» Required work
Would you retype everything in the records below, from the line containing "Objective — one point on each instance of the browned" down through the last line of the records, character for character?

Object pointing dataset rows
┄┄┄┄┄┄┄┄┄┄

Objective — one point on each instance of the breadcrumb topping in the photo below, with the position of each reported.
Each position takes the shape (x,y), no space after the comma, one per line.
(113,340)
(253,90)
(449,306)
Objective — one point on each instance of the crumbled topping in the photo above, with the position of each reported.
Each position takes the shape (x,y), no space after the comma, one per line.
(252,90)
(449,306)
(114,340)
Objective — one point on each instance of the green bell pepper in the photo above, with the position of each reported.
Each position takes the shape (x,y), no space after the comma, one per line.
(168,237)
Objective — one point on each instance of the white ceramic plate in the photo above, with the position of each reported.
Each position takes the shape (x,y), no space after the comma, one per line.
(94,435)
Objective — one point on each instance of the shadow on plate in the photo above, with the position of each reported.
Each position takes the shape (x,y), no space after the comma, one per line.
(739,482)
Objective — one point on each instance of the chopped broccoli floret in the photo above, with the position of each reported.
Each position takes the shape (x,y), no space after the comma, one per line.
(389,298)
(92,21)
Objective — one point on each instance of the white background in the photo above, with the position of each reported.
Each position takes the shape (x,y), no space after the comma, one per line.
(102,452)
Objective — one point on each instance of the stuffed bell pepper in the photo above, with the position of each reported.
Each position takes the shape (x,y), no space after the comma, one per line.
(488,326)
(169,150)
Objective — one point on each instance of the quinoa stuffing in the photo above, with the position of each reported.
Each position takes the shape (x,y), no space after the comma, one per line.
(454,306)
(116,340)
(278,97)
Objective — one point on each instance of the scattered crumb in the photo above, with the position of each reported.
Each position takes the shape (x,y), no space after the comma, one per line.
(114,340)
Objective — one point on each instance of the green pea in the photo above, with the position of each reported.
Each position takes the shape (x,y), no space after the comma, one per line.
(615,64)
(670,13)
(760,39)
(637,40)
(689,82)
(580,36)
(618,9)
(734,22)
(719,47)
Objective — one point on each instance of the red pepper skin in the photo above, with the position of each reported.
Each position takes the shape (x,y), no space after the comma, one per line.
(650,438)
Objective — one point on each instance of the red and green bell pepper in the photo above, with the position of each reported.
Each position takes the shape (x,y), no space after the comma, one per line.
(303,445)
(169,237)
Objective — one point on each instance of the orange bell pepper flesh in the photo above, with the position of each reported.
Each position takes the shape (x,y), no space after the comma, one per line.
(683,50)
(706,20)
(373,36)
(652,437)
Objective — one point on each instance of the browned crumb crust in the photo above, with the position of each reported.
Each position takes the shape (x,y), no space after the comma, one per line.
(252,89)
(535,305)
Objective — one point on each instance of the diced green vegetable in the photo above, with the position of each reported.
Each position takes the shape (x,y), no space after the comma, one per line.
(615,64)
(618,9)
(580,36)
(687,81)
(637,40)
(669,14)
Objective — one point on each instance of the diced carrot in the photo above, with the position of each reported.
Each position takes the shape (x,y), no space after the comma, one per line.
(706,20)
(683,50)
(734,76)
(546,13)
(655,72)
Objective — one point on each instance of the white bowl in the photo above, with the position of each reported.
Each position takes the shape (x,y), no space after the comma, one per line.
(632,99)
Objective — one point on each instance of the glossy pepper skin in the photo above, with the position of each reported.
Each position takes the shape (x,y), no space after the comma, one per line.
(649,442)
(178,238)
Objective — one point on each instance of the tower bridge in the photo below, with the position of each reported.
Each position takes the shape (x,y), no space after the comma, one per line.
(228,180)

┄┄┄┄┄┄┄┄┄┄

» Result of this task
Objective — one point on each instance of the browned crumb crust in the photo above, with the position of each reported.
Each position takes the shape (x,y), no space after the comma, one per line.
(252,89)
(535,305)
Objective — one point on each instance of the diced green vegetable in the photo above, with the position of each reported.
Each position takes the shape (x,y), no space after the comma, one per line.
(615,64)
(618,9)
(580,36)
(687,81)
(637,40)
(669,14)
Objective — one point on each instance of the diced carrot in the photo above, with the position of each reported.
Each position takes the shape (x,y), no space after the comma, one per line.
(706,20)
(683,50)
(734,76)
(546,13)
(655,72)
Objective — one point on each instance of the white bowl in the photo above, with the position of each reported.
Each position takes the shape (x,y), no space after the comma, one per line.
(632,99)
Objective — one point on each instance of the glossy pepper skin in the photo above, with the position of each reported.
Each position takes the shape (x,y), no space after the comma, one per line.
(649,442)
(178,238)
Objective — one point on each instance of the tower bridge in the photo below, with the position of each reported.
Each position takes the shape (x,y), no space after the comma, one per line.
(228,180)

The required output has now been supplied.